*Problem set*:
1 - From the news roundup below, copy the passage from "Tech and politics: Democratic" to "Tal Kogan reports." word for word.
2 - Answer these questions using the news roundup below:
(a) With whom is Jeff Sessions convening a meeting?
(b) Kevin Poulsen reports for which publication?
(c) What did Kirstjen Nielsen call Putin's interference in the 2016 election?

*Selected text*:
[Start of section]

After today’s congressional hearing, US Attorney General Jeff Sessions announced that he is convening a meeting with state attorneys general “to discuss a growing concern that [social media] companies may be hurting competition and intentionally stifling the free exchange of ideas on their platforms,” The Hill’s Morgan Chalfant and Harper Neidig report.
Despite being banned, people linked to Russian influence operations keep sneaking back onto Facebook, Kevin Poulsen reports for The Daily Beast.
Tech and politics: Democratic campaign operatives have learned little about basic online security since 2016, Maciej Ceglowski of Tech Solidarity warns in an oped for the Washington Post. Ceglowski, who hilariously describes himself as “a political truffle pig for tech workers” wanting to figure out how to get more involved in political campaigns, writes that “I have yet to meet a campaign that uses security keys” to help staffers protect themselves from phishing attacks. (Note to readers: Ceglowski’s advice is a must read and applies regardless of what political party you work for.)
US Homeland Security Secretary Kirstjen Nielsen now says unequivocally that Russian President Vladimir Putin interfered in the 2016 election, calling it a “direct attack on our democracy,” CNN’s Tal Kogan reports.

[End of section]

*Recorded information*:
[Start of section]

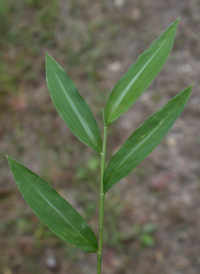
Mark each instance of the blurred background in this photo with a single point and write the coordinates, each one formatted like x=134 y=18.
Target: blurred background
x=152 y=218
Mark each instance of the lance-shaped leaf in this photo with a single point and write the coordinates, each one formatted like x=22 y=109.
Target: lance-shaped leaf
x=144 y=139
x=71 y=106
x=54 y=211
x=140 y=75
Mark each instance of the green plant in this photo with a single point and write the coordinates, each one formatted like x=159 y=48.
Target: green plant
x=54 y=211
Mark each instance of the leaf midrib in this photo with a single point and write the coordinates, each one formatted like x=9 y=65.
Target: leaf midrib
x=60 y=214
x=138 y=145
x=83 y=122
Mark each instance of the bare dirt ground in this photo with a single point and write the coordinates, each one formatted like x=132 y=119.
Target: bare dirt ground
x=152 y=218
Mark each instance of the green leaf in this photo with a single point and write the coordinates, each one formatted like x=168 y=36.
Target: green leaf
x=71 y=106
x=54 y=211
x=144 y=139
x=140 y=75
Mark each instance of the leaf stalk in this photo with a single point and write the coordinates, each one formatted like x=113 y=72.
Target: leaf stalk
x=102 y=200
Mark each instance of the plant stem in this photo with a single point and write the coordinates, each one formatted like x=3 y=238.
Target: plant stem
x=102 y=199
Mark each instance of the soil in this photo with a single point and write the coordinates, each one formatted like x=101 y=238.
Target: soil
x=152 y=218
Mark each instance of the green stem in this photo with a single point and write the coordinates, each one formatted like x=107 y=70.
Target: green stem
x=102 y=199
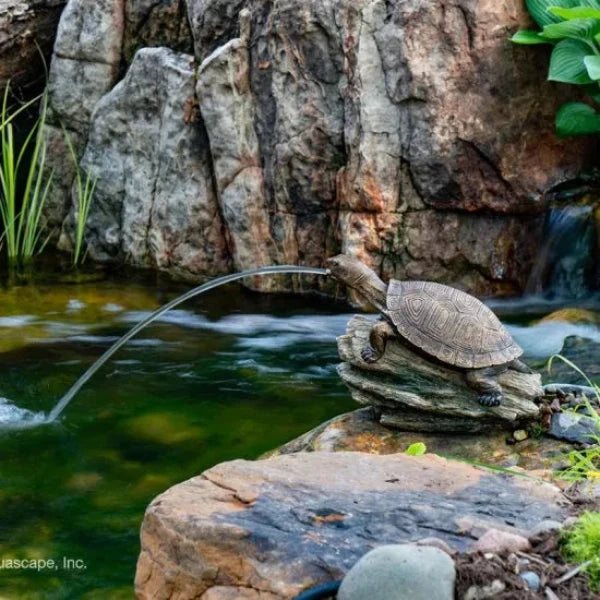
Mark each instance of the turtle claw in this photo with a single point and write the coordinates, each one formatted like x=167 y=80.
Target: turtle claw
x=369 y=355
x=490 y=399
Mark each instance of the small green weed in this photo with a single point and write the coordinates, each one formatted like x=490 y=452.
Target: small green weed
x=416 y=449
x=583 y=464
x=581 y=544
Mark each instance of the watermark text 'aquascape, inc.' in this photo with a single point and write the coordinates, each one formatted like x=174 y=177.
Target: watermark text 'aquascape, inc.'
x=65 y=563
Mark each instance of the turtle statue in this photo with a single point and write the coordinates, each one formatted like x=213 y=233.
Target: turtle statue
x=439 y=321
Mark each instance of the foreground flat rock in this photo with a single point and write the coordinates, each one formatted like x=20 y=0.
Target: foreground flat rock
x=359 y=431
x=414 y=394
x=271 y=528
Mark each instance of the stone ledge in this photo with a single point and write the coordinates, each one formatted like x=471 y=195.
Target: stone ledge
x=275 y=527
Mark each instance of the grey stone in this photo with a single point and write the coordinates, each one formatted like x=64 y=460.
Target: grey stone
x=91 y=31
x=154 y=201
x=532 y=580
x=400 y=572
x=227 y=107
x=544 y=528
x=574 y=428
x=389 y=129
x=411 y=393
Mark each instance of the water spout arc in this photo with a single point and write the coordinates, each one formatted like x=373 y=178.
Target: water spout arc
x=219 y=281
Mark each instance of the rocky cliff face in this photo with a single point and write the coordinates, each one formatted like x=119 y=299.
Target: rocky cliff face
x=409 y=133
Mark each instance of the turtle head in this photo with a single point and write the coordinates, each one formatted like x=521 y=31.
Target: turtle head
x=356 y=275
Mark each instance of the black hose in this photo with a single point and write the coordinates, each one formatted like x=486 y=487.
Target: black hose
x=320 y=592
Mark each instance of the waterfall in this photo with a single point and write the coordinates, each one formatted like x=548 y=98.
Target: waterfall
x=564 y=268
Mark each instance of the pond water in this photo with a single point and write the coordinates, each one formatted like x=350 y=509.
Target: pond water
x=229 y=375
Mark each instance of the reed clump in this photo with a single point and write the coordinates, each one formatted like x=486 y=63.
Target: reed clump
x=24 y=182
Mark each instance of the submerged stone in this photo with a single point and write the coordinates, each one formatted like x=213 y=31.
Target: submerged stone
x=400 y=572
x=574 y=428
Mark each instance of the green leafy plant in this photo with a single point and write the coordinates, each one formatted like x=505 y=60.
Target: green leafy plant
x=85 y=188
x=581 y=544
x=21 y=205
x=583 y=464
x=416 y=449
x=573 y=28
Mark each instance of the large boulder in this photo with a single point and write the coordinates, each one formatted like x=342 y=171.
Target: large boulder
x=361 y=431
x=411 y=134
x=158 y=206
x=272 y=528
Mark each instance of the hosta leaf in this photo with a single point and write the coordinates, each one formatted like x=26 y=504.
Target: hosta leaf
x=576 y=118
x=538 y=9
x=528 y=37
x=593 y=91
x=577 y=29
x=592 y=64
x=579 y=12
x=566 y=62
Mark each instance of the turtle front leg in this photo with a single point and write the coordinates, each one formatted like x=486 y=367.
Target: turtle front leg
x=484 y=382
x=380 y=333
x=519 y=366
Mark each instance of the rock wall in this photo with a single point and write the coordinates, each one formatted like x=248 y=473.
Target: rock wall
x=27 y=33
x=409 y=133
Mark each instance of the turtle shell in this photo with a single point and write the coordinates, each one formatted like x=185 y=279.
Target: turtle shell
x=449 y=324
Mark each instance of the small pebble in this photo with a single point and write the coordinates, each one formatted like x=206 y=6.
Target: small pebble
x=532 y=580
x=496 y=541
x=483 y=592
x=520 y=435
x=437 y=543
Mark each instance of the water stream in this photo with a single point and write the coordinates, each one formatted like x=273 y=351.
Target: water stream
x=230 y=374
x=564 y=266
x=219 y=281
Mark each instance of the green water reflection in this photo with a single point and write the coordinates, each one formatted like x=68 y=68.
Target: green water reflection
x=230 y=376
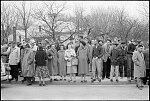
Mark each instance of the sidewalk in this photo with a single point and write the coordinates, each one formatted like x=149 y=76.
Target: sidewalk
x=78 y=82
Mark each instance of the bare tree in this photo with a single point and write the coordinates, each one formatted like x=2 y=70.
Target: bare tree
x=9 y=19
x=25 y=16
x=51 y=14
x=144 y=9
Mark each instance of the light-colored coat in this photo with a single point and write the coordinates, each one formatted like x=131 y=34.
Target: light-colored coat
x=14 y=56
x=139 y=64
x=5 y=56
x=69 y=54
x=61 y=62
x=28 y=64
x=52 y=62
x=83 y=56
x=106 y=51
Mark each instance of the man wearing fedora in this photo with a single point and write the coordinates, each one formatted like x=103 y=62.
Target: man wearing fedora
x=130 y=67
x=114 y=56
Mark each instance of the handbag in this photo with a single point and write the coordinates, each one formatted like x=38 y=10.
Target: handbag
x=7 y=66
x=74 y=62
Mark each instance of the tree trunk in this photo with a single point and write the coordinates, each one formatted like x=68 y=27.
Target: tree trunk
x=25 y=34
x=54 y=39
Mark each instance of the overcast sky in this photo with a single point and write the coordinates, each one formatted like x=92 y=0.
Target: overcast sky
x=131 y=7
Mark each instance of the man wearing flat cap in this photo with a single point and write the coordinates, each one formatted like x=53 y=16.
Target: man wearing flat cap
x=130 y=68
x=122 y=58
x=14 y=59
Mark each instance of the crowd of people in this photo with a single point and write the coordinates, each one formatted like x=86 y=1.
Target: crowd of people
x=101 y=59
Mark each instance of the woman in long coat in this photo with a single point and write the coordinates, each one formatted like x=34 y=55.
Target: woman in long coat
x=62 y=62
x=52 y=61
x=139 y=65
x=83 y=56
x=28 y=64
x=69 y=55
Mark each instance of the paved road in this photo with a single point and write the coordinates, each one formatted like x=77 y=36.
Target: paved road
x=73 y=92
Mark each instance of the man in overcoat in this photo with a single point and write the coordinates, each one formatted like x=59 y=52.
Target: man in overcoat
x=139 y=66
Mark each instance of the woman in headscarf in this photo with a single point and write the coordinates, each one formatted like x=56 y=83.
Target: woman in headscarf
x=83 y=56
x=41 y=69
x=62 y=62
x=28 y=64
x=69 y=55
x=52 y=61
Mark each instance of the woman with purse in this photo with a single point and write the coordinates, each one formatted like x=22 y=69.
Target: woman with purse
x=28 y=64
x=41 y=70
x=62 y=62
x=71 y=66
x=83 y=57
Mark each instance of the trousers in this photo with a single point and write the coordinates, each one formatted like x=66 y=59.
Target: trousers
x=114 y=69
x=97 y=64
x=14 y=71
x=130 y=66
x=106 y=68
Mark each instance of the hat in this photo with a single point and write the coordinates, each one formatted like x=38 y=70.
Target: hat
x=27 y=46
x=115 y=43
x=123 y=43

[End of section]

*Results of the exercise*:
1 -
Tech and politics: Democratic campaign operatives have learned little about basic online security since 2016, Maciej Ceglowski of Tech Solidarity warns in an oped for the Washington Post. Ceglowski, who hilariously describes himself as “a political truffle pig for tech workers” wanting to figure out how to get more involved in political campaigns, writes that “I have yet to meet a campaign that uses security keys” to help staffers protect themselves from phishing attacks. (Note to readers: Ceglowski’s advice is a must read and applies regardless of what political party you work for.)
US Homeland Security Secretary Kirstjen Nielsen now says unequivocally that Russian President Vladimir Putin interfered in the 2016 election, calling it a “direct attack on our democracy,” CNN’s Tal Kogan reports.

2 -
(a) State attorneys general.
(b) The Daily Beast.
(c) A "direct attack on our democracy."